● **Short problem 1**:
Repeat word for word the lines of the records starting at the line that contains "blue sky, a" and running through the last line of the records, both of these lines included.

● **Source document**:
↓↓↓

Plot a 'Project Prioritization Protocol' solution with phylogenetic data

Create a plot displaying a phylogenetic tree (phylogram) to visualize a solution to the 'Project Prioritization Protocol' problem (Joseph, Maloney & Possingham 2009) with phlyogenetic data.

ppp_plot_phylo_solution(x, y, tree, solution, project_column_name,
  success_column_name, action_column_name, cost_column_name, n = 1L,
  symbol_hjust = 0.007)

Arguments

x	`data.frame` or `tibble` table containing project data. Here, each row should correspond to a different project and columns should contain data that correspond to each project. This object should contain data that denote (i) the name of each project (specified in the argument to `project_column_name`), (ii) the probability that each project will succeed if all of its actions are funded (specified in the argument to `success_column_name`), (iii) the enhanced probability that each species will persist if it is funded, and (iv) and which actions are associated with which projects (specified in the action names in the argument to `y`). To account for the combined benefits of multiple actions (e.g. baiting and trapping different invasive species in the same area), additional projects should be created that indicate the combined cost and corresponding species' persistence probabilities. Furthermore, this object must have a baseline project, with a zero cost, that represents the probability that each species will persist if no other conservation project is funded.
y	`data.frame` or `tibble` table containing the action data. Here, each row should correspond to a different action and columns should contain data that correspond to each action. This object should contain data that denote (i) the name of each action (specified in the argument to `action_column_name`), (ii) the cost of each action (specified in the argument to `cost_column_name`). If certain actions should be locked in or out of the solution, then this object should also contain data that denote (iii) which actions should be locked in (specified using the argument to `locked_in_column_name` if relevant) and (iv) which actions should be locked out (specified using the argument to `locked_out_column_name` if relevant).
tree	`phylo` phylogenetic tree describing the evolutionary history of the species affected by the conservation projects that could potentially be funded. Note that every single species that is affected by the various conservation projects should be represented in this tree.
solution	`tibble` object containing the solution data. Here, each row corresponds to a different solution. This object should contain a column for each action---with the column names matching the action names (i.e. the argument to `y`---and the columns should contain `logical` values that indicate if the action is funded (`TRUE`) or not (`FALSE`). Although additional columns can also be included, they will be ignored.

↑↑↑

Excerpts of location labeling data

↓↓↓

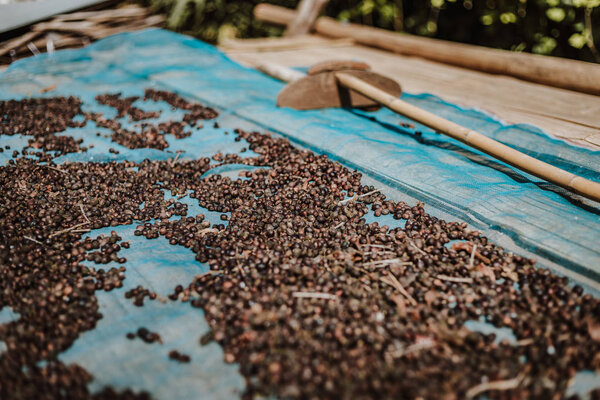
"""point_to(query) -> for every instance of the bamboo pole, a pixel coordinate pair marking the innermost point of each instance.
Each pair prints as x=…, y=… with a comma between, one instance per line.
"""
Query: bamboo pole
x=513, y=157
x=563, y=73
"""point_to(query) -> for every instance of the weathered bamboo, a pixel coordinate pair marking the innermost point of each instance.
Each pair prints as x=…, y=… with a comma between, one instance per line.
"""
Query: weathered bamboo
x=513, y=157
x=563, y=73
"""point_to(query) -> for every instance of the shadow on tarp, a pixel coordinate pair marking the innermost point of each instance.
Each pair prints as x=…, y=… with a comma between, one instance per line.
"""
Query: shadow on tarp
x=516, y=210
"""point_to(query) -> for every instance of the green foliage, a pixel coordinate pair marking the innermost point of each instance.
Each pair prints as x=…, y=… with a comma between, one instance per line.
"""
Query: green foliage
x=565, y=28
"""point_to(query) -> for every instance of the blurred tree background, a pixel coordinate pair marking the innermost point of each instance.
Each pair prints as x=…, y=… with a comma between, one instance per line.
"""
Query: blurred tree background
x=564, y=28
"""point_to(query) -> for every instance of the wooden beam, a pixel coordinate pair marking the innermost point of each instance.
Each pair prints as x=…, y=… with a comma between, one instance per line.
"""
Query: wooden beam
x=567, y=74
x=308, y=11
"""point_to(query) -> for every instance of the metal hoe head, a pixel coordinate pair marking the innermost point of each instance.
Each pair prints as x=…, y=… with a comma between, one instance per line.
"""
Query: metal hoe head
x=320, y=88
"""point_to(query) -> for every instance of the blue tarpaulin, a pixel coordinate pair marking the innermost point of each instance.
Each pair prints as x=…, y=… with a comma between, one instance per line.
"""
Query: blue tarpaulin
x=520, y=212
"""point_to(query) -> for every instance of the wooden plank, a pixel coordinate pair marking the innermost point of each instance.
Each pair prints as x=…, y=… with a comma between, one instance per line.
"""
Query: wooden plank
x=563, y=113
x=16, y=15
x=564, y=73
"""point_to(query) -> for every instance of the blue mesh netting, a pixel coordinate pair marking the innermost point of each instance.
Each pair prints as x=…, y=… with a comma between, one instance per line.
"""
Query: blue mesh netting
x=521, y=212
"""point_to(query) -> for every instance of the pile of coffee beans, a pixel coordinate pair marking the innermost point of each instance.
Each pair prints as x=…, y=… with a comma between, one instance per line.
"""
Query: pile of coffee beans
x=310, y=299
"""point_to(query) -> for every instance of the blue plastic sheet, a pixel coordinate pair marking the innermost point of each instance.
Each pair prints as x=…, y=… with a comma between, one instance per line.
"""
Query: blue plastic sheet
x=520, y=212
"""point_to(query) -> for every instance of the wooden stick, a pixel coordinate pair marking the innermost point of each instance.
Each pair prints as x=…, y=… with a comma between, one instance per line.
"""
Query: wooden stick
x=563, y=73
x=308, y=11
x=513, y=157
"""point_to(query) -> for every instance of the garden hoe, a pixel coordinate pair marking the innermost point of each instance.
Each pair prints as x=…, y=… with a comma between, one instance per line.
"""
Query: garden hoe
x=352, y=84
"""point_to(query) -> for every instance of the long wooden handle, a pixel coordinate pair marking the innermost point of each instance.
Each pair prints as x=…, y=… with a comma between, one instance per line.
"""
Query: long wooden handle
x=526, y=163
x=563, y=73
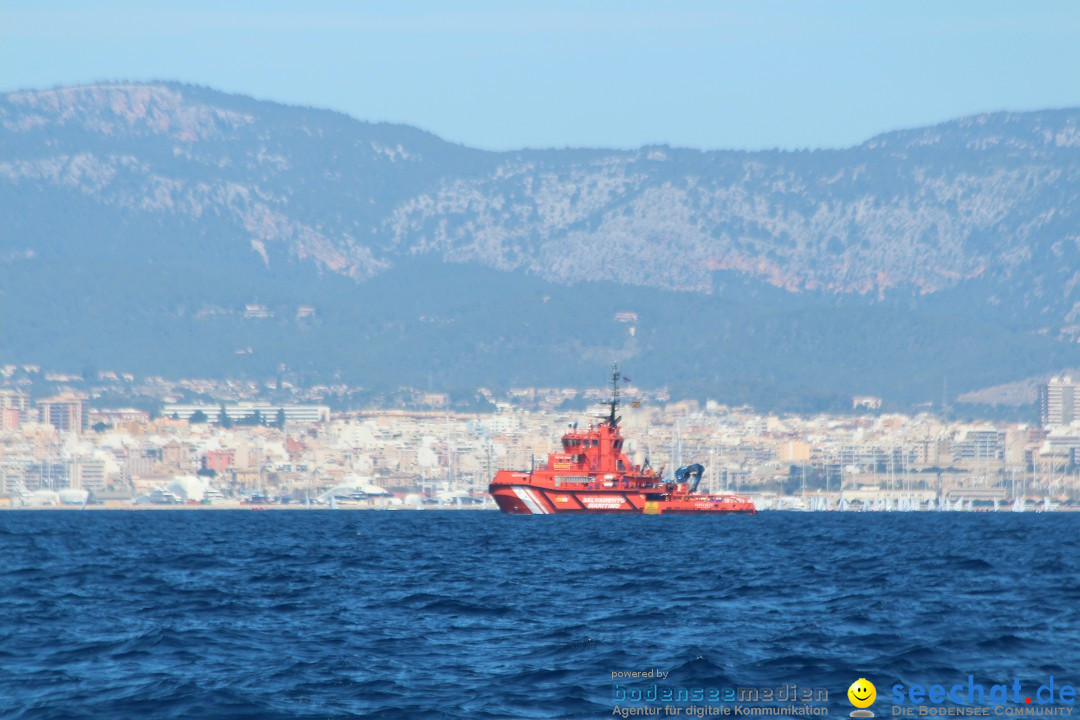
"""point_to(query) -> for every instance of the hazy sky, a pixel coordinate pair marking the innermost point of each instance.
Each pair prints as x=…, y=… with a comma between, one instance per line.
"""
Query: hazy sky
x=552, y=73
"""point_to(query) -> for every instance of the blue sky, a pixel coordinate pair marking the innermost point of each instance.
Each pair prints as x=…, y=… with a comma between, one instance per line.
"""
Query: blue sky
x=554, y=73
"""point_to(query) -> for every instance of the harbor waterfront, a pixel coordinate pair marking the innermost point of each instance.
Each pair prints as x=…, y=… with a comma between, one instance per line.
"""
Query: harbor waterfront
x=62, y=452
x=461, y=615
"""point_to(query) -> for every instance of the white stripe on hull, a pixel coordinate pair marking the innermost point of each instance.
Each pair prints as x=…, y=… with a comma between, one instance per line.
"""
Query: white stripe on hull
x=526, y=499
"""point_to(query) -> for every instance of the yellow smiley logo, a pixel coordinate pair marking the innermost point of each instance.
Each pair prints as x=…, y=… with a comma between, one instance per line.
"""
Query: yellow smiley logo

↑↑↑

● **Short problem 2**:
Quote the documentation for the plotting function exactly, from "Create a plot" up to and including "symbol_hjust = 0.007)".

● **Solution 1**:
"""point_to(query) -> for every instance of the blue sky, a pixel coordinate pair marking the innermost point of each instance.
Each pair prints as x=…, y=… with a comma between, one instance per line.
"""
Query: blue sky
x=554, y=73
"""point_to(query) -> for every instance of the harbor waterfront, a pixel coordinate pair marking the innermost point of each instance.
Each pair prints as x=…, y=… with a comma between, one instance per line.
"""
Query: harbor waterfront
x=62, y=452
x=461, y=615
"""point_to(query) -> for every instance of the white stripe on hull, a pixel coordinate pair marking the innermost point of each instance.
Each pair prints as x=…, y=… with a comma between, one instance per line.
"""
Query: white stripe on hull
x=526, y=499
"""point_to(query) -> for every instance of the yellow smiley logo, a pixel coordinate pair marking the innermost point of each instance.
Each pair prints as x=…, y=… with a comma between, one instance per line.
"""
Query: yellow smiley logo

● **Solution 2**:
Create a plot displaying a phylogenetic tree (phylogram) to visualize a solution to the 'Project Prioritization Protocol' problem (Joseph, Maloney & Possingham 2009) with phlyogenetic data.

ppp_plot_phylo_solution(x, y, tree, solution, project_column_name,
  success_column_name, action_column_name, cost_column_name, n = 1L,
  symbol_hjust = 0.007)